--- Exercise requirements ---
Reproduce the article on meat-free food sales starting with "The 16-year-old company" and going on through "just four days.", putting "baker" wherever "bakery chain" appears.

--- Document segment ---
----

Almost one in four of all new food products launched in the UK last year were labelled vegan, according to Mintel — an increase from 17 percent to 23 percent — while sales of meat-free foods grew by 40 percent to an estimated £816 million during the past 12 months.
Despite the rising figures, around only one percent of the UK population follows a completely plant-based diet. Instead, the number of people choosing to consume food containing meat substitutes, which rose from 50 percent in 2017 to 65 percent in 2019, and the proportion of meat-eaters who have reduced or limited the amount of meat they consume, which rose from 28 percent in 2017 to 39 percent in 2019 can be attributed to the spike in demand.
The choice to eat less meat, for 25 percent of consumers, was decided based on the desire to improve the environment, while 32 percent said it helped to improve health and 31 percent said it saved them money, according to the same report.
“The rising popularity of flexitarian diets has helped to drive demand for meat-free products,” explains Kate Vlietstra, Mintel global food and drink analyst.
“Many consumers perceive that plant-based foods are a healthier option and this notion is the key driver behind the reduction in meat consumption in recent years,” she adds.
For healthy fast-food chain LEON, this change in consumer behaviour has meant sales of the brand’s vegan burger recently surpassed those of its normal meat burgers for the first time.
The 16-year-old company revealed that the percentage of vegan burger sales had already jumped from 41.3% to 56.8% in 2020, while its meat alternative products now make up almost 60% of its total sales across its restaurants.
“Vegan and veggie dishes have always been on LEON’s menus, but we’re now starting to see the market catch up,’ commented Erica Molyneaux, Head of Food at LEON.
“Sales of our vegan burgers have really taken off, with more than half of our sales now in vegan and vegetarian dishes,” she added.
Elsewhere, British bakery chain Greggs has been reported as being unable to keep up with demand for its vegan sausage roll, while KFC’s vegan burger sold out in just four days.

----

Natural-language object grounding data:

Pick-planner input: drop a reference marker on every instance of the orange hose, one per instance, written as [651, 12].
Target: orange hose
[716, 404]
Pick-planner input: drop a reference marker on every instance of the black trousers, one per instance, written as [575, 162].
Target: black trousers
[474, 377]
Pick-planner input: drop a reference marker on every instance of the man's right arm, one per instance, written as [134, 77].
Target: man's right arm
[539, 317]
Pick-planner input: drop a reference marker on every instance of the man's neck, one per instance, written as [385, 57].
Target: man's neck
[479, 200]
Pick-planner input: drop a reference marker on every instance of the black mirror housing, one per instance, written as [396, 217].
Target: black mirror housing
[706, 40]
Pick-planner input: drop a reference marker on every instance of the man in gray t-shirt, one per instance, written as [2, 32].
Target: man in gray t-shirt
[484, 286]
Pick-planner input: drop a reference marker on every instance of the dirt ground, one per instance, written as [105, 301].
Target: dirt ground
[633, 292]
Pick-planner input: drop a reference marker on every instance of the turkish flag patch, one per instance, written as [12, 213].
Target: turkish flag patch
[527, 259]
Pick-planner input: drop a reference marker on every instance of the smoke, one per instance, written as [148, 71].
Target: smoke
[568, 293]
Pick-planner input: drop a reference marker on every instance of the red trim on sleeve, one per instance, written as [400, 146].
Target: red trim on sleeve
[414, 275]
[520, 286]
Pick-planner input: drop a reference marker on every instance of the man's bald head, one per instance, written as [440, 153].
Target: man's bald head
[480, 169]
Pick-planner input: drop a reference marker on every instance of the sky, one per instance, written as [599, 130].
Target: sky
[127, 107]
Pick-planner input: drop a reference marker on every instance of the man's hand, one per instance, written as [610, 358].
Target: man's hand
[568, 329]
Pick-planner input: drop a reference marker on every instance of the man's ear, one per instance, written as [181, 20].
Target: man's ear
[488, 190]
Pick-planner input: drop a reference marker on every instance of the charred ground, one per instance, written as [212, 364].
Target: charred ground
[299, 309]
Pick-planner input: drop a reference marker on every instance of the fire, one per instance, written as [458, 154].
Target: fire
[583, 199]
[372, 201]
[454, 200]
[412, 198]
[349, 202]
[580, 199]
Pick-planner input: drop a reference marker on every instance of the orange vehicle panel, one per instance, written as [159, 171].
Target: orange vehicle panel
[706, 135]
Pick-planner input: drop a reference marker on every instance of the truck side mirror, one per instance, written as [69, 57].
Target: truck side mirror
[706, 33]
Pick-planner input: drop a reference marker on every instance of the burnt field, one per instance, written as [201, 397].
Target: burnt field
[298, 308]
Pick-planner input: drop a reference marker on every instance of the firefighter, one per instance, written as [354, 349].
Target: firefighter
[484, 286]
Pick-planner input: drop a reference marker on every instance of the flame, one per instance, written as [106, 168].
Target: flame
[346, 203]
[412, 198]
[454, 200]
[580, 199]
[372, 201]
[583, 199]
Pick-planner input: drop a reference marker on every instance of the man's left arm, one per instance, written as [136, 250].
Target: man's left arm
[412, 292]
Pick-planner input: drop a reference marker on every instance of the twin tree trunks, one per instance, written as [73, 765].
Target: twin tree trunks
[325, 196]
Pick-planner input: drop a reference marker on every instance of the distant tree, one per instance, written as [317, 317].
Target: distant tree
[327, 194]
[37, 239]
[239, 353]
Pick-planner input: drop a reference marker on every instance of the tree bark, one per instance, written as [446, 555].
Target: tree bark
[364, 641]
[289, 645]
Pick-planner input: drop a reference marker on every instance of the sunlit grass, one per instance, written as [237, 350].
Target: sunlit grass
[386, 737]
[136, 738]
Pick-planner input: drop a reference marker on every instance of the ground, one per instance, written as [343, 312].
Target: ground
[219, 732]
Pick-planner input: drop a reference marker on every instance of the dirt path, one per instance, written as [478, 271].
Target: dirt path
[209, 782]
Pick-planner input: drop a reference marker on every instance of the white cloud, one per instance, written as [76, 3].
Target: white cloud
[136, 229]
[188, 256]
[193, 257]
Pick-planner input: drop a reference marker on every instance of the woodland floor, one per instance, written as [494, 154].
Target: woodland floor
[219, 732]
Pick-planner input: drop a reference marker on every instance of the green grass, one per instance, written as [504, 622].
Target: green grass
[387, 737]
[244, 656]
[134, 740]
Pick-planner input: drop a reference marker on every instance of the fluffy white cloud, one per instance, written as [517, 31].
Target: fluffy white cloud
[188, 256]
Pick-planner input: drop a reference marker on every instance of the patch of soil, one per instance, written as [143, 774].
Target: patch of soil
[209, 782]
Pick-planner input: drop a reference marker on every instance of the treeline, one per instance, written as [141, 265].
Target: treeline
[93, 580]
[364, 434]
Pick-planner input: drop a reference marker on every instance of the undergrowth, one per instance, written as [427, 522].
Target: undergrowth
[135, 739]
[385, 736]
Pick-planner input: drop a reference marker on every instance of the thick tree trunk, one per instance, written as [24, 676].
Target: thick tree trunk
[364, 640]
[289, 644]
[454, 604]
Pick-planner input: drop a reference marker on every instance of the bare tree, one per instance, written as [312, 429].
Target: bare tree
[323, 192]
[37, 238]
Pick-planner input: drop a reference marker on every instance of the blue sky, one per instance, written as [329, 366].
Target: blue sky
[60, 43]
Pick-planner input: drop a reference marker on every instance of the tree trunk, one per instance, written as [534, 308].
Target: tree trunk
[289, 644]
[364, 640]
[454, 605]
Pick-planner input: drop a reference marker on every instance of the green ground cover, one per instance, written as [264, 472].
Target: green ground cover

----

--- Output of the exercise ---
The 16-year-old company revealed that the percentage of vegan burger sales had already jumped from 41.3% to 56.8% in 2020, while its meat alternative products now make up almost 60% of its total sales across its restaurants.
“Vegan and veggie dishes have always been on LEON’s menus, but we’re now starting to see the market catch up,’ commented Erica Molyneaux, Head of Food at LEON.
“Sales of our vegan burgers have really taken off, with more than half of our sales now in vegan and vegetarian dishes,” she added.
Elsewhere, British baker Greggs has been reported as being unable to keep up with demand for its vegan sausage roll, while KFC’s vegan burger sold out in just four days.